Excerpted records —
* * * * * * *

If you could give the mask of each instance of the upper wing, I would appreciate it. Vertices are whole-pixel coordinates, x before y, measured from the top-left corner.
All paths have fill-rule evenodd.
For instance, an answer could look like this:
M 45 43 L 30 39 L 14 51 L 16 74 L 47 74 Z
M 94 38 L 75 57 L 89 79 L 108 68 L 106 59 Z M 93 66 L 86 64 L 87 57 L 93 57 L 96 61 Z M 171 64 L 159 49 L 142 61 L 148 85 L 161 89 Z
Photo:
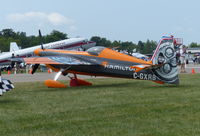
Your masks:
M 81 60 L 74 57 L 63 56 L 48 56 L 48 57 L 32 57 L 24 58 L 24 62 L 27 64 L 58 64 L 58 65 L 92 65 L 94 63 Z

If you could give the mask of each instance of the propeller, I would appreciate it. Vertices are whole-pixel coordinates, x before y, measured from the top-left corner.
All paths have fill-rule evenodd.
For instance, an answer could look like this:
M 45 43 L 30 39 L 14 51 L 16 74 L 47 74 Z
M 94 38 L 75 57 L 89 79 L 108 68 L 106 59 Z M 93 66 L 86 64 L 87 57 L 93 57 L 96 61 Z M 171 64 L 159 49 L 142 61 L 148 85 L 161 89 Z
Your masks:
M 44 46 L 43 46 L 43 42 L 42 42 L 42 34 L 41 34 L 40 29 L 39 29 L 39 38 L 40 38 L 41 49 L 44 50 Z
M 44 46 L 43 46 L 43 40 L 42 40 L 42 34 L 41 34 L 41 31 L 39 29 L 39 38 L 40 38 L 40 45 L 41 45 L 41 49 L 44 50 Z M 33 65 L 33 70 L 31 72 L 31 74 L 34 74 L 36 72 L 36 70 L 38 69 L 38 67 L 40 66 L 40 64 L 35 64 Z
M 40 66 L 40 64 L 35 64 L 35 65 L 33 65 L 33 70 L 32 70 L 32 72 L 31 72 L 31 74 L 34 74 L 35 72 L 36 72 L 36 70 L 38 69 L 38 67 Z

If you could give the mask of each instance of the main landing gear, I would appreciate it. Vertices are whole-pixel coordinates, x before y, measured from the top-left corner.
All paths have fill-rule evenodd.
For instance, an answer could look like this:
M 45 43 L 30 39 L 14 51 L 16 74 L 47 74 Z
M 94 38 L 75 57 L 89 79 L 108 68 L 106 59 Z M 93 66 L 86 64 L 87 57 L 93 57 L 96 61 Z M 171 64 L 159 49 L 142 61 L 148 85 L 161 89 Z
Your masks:
M 66 73 L 63 73 L 62 70 L 59 71 L 54 80 L 52 79 L 48 79 L 48 80 L 45 80 L 44 84 L 49 87 L 49 88 L 67 88 L 67 85 L 57 81 L 58 77 L 63 74 L 63 75 L 67 75 Z M 88 82 L 88 81 L 85 81 L 83 79 L 79 79 L 77 78 L 77 75 L 76 74 L 73 74 L 74 76 L 73 77 L 70 77 L 70 83 L 69 83 L 69 86 L 70 87 L 77 87 L 77 86 L 90 86 L 92 85 L 92 83 Z

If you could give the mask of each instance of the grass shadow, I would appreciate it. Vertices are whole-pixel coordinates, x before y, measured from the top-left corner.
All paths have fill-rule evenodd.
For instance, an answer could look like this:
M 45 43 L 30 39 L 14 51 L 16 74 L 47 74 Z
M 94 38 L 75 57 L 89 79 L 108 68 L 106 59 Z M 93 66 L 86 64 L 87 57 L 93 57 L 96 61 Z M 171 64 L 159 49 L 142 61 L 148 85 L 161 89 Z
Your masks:
M 2 96 L 3 97 L 3 96 Z M 5 104 L 13 104 L 13 103 L 20 103 L 21 100 L 18 99 L 0 99 L 0 105 L 5 105 Z
M 119 87 L 127 87 L 132 86 L 133 84 L 128 82 L 122 82 L 122 83 L 112 83 L 112 84 L 94 84 L 91 86 L 77 86 L 77 87 L 67 87 L 67 88 L 44 88 L 42 90 L 33 90 L 33 92 L 55 92 L 55 91 L 80 91 L 85 89 L 99 89 L 99 88 L 119 88 Z

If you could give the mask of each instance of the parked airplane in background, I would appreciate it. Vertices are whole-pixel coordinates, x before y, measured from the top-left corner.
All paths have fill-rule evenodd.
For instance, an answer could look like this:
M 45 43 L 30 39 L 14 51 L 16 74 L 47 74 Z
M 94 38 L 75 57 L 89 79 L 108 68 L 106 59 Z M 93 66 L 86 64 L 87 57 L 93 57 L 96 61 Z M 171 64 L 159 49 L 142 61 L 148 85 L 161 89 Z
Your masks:
M 136 57 L 136 58 L 139 58 L 139 59 L 143 59 L 143 60 L 148 60 L 148 56 L 144 55 L 144 54 L 141 54 L 141 53 L 132 53 L 131 54 L 133 57 Z
M 51 42 L 44 44 L 45 49 L 67 49 L 67 50 L 77 50 L 77 49 L 88 49 L 95 46 L 95 42 L 88 41 L 85 38 L 70 38 L 66 40 L 61 40 L 57 42 Z M 19 49 L 16 43 L 10 44 L 10 52 L 0 54 L 0 67 L 5 65 L 11 65 L 11 58 L 24 58 L 34 56 L 34 50 L 40 48 L 41 45 L 37 45 L 30 48 Z
M 58 77 L 73 73 L 70 86 L 91 85 L 78 79 L 76 74 L 132 78 L 151 80 L 156 83 L 179 84 L 176 62 L 176 39 L 173 36 L 163 37 L 150 61 L 122 54 L 111 49 L 96 46 L 87 51 L 63 51 L 53 49 L 37 49 L 39 57 L 24 58 L 28 64 L 34 64 L 32 74 L 40 64 L 58 72 L 54 80 L 46 80 L 47 87 L 66 87 L 58 81 Z
M 41 33 L 39 31 L 39 36 L 41 38 Z M 86 50 L 90 47 L 95 46 L 95 42 L 88 41 L 85 38 L 70 38 L 57 42 L 51 42 L 47 44 L 42 44 L 42 47 L 45 49 L 67 49 L 67 50 Z M 19 61 L 20 58 L 32 57 L 34 56 L 34 50 L 40 48 L 41 45 L 37 45 L 30 48 L 20 49 L 15 42 L 10 43 L 10 52 L 0 54 L 0 96 L 14 88 L 13 84 L 10 80 L 1 79 L 1 70 L 4 67 L 11 68 L 15 65 L 15 63 Z M 15 59 L 15 62 L 12 62 L 12 59 Z

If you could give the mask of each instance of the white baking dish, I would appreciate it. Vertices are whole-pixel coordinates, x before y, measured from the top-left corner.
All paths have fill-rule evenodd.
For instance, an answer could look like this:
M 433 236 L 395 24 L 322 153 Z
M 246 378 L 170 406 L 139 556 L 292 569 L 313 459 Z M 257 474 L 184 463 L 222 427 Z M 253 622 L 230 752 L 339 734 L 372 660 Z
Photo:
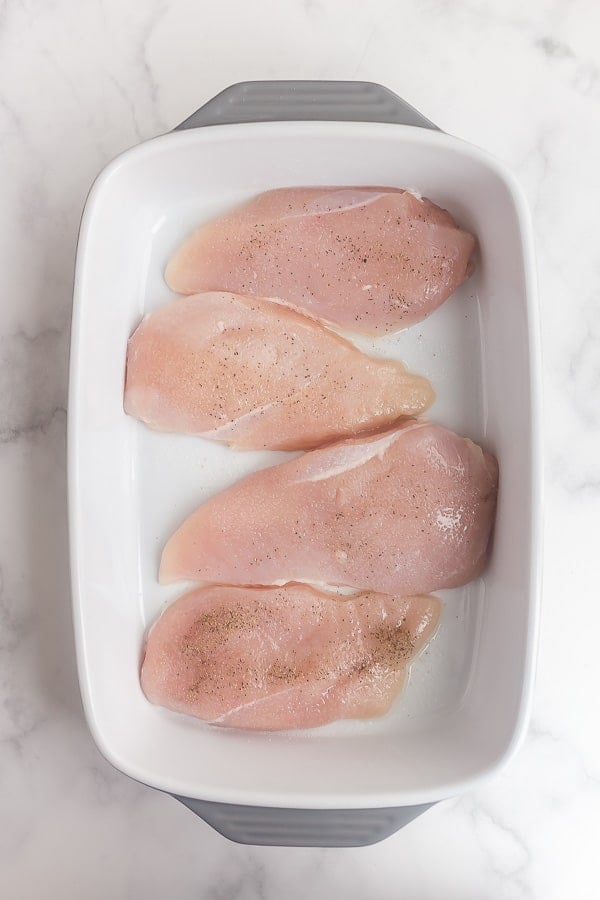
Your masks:
M 281 99 L 268 85 L 262 94 L 248 94 L 251 87 L 237 88 L 248 101 L 241 113 L 226 94 L 221 115 L 253 117 L 249 99 Z M 315 104 L 311 117 L 338 101 L 346 118 L 406 115 L 376 86 L 352 86 L 354 101 L 343 86 L 303 90 Z M 364 106 L 353 113 L 358 96 Z M 145 312 L 170 299 L 164 266 L 193 225 L 268 188 L 317 184 L 416 188 L 478 236 L 476 273 L 444 307 L 402 334 L 358 342 L 427 375 L 438 393 L 430 417 L 498 456 L 493 554 L 479 581 L 442 593 L 439 633 L 387 717 L 299 733 L 218 729 L 150 705 L 140 689 L 145 630 L 183 590 L 158 585 L 159 554 L 200 501 L 286 454 L 236 453 L 127 418 L 127 338 Z M 257 843 L 366 843 L 496 771 L 523 735 L 532 687 L 539 403 L 529 219 L 512 175 L 481 150 L 411 125 L 246 122 L 174 132 L 113 161 L 81 226 L 69 399 L 74 621 L 86 715 L 101 752 L 192 807 L 227 804 L 196 809 L 229 836 Z M 276 816 L 283 808 L 294 811 L 283 815 L 287 831 Z M 373 819 L 384 809 L 392 812 Z M 307 810 L 340 812 L 315 819 L 300 812 Z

* * * * * * *

Required work — Where the word "from" shows up in a line of the listing, return that line.

Answer to this exercise —
If you could give the mask of each instance of the upper wing, I would appreciate it. Vertices are whole-pixel coordinates, x before y, measured from the top-left corner.
If you could give the mask of each instance of the propeller, I would appreciate it. Vertices are whole-pixel coordinates, x before y, measured from the top-left corner.
If you could give the mask of each instance of the main landing gear, I would appreciate it. Vertices are whole-pixel coordinates, x before y, measured from the top-left corner.
If you could give the mask of each instance of the grass shadow, I would appreciate it. Vertices are whole-pixel coordinates, x before y, measured from the top-left corner.
If you could give the mask of each instance of the parked airplane in background, I would appreciate it. Vertices are whole-pixel coordinates, x before y, measured from the top-left corner.
If you could give the mask of each instance of the white baking dish, I would appreciate it. Vertices are whole-pixel coordinates, x before y, measured from the top-left corner.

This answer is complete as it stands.